Task goal: Count the lines in the entries below that contain the string "door", with case counting, and give only the number.
####
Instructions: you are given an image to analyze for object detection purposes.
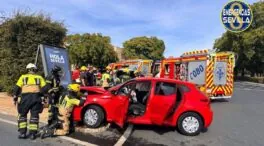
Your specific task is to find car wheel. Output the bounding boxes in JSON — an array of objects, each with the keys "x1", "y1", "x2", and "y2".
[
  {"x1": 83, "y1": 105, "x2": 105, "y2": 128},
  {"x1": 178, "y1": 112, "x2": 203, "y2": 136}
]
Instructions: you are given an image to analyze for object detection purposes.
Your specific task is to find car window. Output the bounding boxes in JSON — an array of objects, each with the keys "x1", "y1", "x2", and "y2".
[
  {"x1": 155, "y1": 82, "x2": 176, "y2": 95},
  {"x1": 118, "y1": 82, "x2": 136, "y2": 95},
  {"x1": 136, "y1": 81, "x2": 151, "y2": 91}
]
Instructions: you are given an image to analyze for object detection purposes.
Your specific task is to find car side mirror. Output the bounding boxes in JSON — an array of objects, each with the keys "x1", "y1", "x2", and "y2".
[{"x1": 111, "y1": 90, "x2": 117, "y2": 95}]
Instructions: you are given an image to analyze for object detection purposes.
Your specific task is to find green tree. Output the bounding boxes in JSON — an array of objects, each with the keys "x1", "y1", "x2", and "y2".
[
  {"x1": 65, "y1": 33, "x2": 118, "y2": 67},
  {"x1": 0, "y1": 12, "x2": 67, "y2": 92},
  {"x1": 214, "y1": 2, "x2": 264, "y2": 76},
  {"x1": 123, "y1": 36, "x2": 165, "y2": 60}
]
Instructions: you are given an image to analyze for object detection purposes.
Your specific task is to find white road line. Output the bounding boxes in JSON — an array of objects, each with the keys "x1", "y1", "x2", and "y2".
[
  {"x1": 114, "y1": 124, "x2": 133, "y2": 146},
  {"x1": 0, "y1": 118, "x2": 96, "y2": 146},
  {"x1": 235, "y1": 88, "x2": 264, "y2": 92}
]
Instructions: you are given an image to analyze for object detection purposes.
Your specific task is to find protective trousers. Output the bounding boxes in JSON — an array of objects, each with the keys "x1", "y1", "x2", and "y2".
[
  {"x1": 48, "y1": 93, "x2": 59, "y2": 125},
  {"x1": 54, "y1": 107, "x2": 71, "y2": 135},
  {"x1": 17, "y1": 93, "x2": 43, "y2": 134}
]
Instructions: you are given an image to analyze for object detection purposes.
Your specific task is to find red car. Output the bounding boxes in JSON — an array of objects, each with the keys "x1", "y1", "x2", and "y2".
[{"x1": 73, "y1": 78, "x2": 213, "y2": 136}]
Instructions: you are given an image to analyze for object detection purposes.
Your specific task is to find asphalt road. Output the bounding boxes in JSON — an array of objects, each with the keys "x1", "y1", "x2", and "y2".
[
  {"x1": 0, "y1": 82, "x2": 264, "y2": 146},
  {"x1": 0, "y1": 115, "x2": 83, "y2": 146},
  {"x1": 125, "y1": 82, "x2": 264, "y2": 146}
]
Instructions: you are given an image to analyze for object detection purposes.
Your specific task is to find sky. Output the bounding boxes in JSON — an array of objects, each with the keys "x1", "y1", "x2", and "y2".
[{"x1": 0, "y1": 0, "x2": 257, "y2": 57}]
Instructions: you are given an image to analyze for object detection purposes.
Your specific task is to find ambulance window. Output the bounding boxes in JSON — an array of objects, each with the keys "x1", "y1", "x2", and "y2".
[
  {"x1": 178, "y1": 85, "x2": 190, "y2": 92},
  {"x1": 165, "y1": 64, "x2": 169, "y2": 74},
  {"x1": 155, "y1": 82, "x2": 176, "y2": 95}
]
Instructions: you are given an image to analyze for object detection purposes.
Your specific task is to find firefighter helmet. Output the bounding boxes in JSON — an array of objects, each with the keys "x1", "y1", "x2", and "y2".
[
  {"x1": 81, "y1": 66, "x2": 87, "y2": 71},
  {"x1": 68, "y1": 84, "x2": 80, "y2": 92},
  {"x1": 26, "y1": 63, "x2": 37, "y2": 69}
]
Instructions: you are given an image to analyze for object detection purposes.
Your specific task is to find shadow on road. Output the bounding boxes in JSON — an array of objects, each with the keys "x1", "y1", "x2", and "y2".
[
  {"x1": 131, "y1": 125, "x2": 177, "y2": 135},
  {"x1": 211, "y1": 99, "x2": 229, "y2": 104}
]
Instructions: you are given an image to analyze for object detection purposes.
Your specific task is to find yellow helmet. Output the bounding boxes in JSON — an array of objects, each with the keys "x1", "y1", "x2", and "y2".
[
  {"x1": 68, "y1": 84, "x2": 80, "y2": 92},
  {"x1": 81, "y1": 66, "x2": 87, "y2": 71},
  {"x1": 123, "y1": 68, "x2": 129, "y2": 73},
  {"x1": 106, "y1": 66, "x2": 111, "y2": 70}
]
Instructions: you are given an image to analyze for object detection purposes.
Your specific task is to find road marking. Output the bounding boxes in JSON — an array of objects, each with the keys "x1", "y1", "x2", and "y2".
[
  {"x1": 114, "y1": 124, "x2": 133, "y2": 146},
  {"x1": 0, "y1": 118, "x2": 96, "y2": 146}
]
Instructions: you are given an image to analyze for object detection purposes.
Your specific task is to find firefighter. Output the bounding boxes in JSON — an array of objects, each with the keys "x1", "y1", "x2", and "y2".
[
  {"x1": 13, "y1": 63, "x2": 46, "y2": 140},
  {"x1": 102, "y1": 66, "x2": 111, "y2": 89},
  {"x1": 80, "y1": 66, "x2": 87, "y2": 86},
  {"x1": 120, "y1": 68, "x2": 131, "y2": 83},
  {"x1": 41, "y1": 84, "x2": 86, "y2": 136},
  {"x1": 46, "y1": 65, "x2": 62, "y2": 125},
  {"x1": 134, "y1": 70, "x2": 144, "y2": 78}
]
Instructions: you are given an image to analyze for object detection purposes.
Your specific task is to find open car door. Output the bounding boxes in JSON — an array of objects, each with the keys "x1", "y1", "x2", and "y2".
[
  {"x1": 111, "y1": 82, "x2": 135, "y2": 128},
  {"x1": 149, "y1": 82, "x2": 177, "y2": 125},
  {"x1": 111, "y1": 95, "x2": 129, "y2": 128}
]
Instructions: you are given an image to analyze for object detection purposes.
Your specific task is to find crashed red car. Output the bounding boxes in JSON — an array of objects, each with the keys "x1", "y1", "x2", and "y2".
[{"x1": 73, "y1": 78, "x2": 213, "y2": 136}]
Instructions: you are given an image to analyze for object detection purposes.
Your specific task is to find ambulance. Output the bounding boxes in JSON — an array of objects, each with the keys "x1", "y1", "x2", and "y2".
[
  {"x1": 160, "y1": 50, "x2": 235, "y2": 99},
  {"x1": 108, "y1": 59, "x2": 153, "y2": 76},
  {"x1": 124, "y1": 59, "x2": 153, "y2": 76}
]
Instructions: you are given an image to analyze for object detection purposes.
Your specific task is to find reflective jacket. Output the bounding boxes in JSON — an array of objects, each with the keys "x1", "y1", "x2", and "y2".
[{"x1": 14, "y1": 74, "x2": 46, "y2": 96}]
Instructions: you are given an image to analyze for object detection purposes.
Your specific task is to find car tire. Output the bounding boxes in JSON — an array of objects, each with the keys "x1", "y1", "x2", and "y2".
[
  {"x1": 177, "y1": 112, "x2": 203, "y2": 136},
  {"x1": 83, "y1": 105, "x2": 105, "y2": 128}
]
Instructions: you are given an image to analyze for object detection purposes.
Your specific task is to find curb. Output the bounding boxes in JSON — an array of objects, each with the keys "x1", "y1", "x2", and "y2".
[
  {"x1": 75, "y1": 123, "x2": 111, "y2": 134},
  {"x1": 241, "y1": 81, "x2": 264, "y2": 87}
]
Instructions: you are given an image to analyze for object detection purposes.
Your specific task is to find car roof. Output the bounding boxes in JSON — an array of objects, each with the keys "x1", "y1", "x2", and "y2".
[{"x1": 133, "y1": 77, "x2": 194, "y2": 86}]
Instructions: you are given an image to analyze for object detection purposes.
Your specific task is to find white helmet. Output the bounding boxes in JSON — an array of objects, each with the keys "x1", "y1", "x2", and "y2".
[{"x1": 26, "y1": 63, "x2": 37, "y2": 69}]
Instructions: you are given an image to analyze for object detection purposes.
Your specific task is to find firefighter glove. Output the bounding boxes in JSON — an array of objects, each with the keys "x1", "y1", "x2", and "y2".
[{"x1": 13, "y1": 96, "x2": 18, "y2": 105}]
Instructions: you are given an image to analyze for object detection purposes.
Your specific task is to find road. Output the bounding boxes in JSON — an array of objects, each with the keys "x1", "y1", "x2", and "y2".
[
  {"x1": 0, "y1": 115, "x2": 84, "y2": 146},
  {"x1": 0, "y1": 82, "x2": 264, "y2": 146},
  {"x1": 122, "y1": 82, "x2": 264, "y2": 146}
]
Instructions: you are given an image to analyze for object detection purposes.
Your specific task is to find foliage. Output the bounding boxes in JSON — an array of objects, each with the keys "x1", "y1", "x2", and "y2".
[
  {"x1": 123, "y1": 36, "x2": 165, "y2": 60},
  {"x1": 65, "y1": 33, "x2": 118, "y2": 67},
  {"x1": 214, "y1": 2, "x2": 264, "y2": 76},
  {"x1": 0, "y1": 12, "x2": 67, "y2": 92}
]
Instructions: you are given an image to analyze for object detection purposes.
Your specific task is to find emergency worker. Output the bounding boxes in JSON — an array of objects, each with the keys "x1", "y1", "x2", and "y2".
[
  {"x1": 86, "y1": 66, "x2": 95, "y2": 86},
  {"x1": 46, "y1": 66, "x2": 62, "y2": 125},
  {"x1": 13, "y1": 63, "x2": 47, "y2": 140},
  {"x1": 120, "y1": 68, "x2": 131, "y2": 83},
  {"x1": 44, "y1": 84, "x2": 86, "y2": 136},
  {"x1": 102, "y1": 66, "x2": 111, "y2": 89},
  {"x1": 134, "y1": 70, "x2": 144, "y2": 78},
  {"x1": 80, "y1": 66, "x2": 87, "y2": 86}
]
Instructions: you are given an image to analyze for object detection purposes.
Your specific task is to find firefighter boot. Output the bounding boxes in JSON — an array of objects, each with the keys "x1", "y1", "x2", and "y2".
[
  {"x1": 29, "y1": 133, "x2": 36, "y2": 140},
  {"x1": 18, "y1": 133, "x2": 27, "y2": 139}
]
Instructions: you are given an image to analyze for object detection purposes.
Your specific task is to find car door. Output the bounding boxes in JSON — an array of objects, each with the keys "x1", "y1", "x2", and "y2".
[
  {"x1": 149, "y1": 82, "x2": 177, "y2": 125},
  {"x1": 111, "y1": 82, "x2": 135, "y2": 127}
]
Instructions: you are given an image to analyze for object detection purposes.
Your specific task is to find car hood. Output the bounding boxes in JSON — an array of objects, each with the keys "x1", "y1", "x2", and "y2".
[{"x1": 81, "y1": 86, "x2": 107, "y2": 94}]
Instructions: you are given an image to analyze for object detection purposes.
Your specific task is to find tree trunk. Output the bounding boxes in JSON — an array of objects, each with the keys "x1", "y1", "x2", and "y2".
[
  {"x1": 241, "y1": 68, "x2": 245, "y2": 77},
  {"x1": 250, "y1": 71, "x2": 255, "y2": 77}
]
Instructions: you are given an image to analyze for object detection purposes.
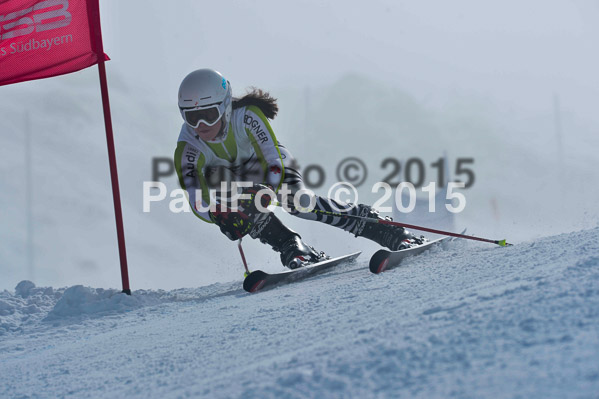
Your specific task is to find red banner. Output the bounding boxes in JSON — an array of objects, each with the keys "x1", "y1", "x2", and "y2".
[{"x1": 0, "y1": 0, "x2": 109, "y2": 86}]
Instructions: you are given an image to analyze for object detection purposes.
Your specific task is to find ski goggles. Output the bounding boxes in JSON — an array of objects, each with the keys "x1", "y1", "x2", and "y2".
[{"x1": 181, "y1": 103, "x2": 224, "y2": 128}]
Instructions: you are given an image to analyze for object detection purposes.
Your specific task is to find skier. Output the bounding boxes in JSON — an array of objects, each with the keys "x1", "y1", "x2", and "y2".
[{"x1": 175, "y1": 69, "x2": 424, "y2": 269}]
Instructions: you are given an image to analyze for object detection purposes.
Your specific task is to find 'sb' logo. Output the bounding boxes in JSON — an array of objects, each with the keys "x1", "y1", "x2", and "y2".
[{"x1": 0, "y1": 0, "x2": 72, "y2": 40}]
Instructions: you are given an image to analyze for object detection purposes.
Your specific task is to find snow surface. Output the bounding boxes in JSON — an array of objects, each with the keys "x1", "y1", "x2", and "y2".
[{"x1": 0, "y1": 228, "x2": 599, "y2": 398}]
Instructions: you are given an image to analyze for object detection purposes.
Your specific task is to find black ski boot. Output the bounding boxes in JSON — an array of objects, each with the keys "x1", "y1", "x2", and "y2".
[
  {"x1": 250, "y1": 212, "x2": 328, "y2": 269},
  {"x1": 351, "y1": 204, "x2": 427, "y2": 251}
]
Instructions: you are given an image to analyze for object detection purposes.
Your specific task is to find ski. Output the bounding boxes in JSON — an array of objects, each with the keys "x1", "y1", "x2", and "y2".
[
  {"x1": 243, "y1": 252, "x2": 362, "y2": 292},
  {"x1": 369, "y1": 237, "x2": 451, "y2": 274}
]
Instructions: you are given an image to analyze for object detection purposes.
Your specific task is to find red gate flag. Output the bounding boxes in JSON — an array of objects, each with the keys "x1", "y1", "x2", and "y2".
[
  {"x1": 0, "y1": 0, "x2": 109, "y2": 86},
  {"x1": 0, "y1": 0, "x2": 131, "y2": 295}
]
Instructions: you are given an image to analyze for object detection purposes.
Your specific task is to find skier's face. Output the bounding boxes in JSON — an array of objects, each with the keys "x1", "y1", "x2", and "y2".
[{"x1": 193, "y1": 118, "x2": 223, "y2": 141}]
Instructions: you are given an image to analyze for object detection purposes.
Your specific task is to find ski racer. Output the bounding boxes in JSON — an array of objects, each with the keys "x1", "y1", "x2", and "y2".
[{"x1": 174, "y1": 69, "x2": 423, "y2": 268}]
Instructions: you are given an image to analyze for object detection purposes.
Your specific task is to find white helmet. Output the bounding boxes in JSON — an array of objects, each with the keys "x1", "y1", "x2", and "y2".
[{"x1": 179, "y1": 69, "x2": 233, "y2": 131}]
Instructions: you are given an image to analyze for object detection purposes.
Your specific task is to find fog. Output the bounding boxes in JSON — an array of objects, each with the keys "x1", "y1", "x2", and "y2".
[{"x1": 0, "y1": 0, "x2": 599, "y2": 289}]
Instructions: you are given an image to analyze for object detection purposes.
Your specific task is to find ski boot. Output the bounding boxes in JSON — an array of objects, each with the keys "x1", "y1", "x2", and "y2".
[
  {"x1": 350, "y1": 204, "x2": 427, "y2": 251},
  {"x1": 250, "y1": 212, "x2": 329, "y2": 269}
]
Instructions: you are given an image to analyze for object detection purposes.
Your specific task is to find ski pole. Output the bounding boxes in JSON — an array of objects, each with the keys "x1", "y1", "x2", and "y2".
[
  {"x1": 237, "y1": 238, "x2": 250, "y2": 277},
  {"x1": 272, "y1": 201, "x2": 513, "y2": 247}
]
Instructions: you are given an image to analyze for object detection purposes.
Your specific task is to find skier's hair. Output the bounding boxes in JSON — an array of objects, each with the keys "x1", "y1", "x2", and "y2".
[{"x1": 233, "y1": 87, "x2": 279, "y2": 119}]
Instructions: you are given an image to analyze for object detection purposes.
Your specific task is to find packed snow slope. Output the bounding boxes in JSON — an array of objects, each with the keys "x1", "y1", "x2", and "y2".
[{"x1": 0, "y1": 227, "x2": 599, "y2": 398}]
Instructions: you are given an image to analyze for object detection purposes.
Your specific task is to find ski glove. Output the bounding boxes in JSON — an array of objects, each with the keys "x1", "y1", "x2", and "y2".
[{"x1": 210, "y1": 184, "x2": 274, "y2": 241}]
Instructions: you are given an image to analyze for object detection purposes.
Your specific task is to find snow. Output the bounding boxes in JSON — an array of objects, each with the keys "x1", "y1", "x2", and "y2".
####
The result: 2